**Work to be completed**
Report every line below that contains the word "vest", copying each one in full. Case counts.

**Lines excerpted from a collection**
______

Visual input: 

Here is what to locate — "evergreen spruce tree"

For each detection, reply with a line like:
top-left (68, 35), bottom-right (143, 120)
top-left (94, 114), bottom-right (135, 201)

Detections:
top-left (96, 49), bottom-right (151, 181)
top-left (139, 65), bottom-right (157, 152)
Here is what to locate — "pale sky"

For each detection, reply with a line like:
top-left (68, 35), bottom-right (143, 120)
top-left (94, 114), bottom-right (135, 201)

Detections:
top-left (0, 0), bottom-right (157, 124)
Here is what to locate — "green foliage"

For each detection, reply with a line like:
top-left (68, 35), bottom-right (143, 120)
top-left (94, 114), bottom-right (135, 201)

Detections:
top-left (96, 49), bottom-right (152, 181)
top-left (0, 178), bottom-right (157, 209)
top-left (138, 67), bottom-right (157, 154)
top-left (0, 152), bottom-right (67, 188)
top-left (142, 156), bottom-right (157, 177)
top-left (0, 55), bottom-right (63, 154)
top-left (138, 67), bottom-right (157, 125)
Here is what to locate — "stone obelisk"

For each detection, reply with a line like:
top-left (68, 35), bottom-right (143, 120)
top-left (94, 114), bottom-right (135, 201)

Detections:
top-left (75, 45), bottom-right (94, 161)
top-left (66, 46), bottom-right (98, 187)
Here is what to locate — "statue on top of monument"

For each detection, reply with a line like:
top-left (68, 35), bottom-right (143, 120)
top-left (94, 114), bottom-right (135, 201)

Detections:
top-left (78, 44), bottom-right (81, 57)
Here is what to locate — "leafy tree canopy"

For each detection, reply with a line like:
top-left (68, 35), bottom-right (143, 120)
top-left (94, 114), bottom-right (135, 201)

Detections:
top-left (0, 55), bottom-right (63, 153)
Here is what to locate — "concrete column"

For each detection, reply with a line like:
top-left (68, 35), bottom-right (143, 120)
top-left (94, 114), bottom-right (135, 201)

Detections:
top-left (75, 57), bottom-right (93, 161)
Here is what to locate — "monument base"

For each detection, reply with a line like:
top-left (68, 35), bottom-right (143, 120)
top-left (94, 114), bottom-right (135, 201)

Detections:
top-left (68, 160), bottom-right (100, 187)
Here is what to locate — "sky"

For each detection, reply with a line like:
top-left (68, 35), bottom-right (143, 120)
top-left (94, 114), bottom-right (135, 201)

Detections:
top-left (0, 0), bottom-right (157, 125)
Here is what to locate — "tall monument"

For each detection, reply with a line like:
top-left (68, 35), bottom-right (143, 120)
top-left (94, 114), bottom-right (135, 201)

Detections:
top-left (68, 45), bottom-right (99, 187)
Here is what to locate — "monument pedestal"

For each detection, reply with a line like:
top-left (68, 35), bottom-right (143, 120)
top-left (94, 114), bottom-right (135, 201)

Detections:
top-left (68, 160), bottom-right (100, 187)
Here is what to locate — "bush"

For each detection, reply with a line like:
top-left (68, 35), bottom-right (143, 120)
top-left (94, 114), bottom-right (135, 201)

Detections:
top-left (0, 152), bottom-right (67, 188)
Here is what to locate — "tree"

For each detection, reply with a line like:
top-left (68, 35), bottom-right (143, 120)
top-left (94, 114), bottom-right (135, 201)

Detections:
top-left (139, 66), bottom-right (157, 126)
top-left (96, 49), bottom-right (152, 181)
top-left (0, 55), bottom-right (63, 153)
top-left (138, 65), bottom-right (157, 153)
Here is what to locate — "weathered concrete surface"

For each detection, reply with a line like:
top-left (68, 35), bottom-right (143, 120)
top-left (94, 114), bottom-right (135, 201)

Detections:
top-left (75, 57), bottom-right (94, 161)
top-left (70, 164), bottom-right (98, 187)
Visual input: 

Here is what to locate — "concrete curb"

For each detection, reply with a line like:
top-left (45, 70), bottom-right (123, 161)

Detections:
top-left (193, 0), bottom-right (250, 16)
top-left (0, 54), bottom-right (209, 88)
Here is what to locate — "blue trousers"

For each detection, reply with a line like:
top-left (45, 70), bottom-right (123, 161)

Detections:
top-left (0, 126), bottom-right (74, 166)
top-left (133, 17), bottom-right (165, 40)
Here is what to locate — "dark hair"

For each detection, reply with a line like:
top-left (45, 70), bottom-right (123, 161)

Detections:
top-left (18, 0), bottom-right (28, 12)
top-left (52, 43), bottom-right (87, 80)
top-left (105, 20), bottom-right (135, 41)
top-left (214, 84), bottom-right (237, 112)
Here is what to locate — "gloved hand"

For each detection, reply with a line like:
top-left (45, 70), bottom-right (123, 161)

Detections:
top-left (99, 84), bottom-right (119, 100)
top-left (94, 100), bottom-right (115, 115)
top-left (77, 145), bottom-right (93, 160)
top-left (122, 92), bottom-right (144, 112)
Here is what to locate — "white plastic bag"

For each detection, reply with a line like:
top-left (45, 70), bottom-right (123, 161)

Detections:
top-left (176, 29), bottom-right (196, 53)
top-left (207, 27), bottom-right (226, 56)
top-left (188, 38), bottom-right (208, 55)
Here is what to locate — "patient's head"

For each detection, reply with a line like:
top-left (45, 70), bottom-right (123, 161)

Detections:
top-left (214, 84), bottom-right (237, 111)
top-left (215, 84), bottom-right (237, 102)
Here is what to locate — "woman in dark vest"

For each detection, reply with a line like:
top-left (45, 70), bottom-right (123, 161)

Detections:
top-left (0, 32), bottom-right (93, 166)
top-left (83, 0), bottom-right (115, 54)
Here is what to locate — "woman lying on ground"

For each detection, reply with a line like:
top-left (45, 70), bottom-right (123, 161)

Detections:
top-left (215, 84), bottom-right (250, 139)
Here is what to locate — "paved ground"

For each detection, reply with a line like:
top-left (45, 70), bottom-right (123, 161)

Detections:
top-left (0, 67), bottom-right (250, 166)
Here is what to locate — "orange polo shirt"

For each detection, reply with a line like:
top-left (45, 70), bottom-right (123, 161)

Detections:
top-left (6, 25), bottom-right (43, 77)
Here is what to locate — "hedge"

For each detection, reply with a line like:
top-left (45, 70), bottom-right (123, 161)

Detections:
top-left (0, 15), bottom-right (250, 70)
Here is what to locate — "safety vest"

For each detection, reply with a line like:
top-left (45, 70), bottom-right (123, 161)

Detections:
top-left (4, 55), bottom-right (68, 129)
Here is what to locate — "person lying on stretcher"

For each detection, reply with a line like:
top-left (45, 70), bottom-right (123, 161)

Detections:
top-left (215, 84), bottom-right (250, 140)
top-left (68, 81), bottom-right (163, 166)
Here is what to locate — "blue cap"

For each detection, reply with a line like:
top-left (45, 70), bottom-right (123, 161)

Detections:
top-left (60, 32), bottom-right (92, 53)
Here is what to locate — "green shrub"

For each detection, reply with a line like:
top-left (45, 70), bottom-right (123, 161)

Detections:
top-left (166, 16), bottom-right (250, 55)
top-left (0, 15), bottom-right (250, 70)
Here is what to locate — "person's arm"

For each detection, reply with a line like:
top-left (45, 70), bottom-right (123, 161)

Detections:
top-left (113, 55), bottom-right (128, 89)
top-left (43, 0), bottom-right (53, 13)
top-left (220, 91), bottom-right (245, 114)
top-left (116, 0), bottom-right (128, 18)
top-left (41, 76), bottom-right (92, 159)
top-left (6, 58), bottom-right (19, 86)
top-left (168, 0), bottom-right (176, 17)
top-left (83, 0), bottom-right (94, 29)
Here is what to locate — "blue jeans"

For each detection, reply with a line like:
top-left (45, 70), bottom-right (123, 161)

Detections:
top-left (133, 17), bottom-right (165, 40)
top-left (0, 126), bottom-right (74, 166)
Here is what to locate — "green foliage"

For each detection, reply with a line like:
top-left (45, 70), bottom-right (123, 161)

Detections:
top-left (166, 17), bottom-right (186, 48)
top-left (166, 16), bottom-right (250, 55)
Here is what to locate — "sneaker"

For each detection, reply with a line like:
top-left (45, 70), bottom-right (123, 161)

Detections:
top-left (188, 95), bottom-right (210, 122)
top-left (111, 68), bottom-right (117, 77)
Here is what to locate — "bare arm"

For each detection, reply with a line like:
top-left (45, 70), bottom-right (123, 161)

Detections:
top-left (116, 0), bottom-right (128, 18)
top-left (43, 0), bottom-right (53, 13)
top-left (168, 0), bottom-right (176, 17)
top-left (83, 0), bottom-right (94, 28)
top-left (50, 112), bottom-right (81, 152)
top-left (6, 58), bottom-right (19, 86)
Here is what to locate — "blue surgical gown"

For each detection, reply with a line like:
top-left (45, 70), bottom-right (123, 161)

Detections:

______

**Response to the task**
Here is what to locate — "woman in dark vest"
Here is what to locate — "safety vest"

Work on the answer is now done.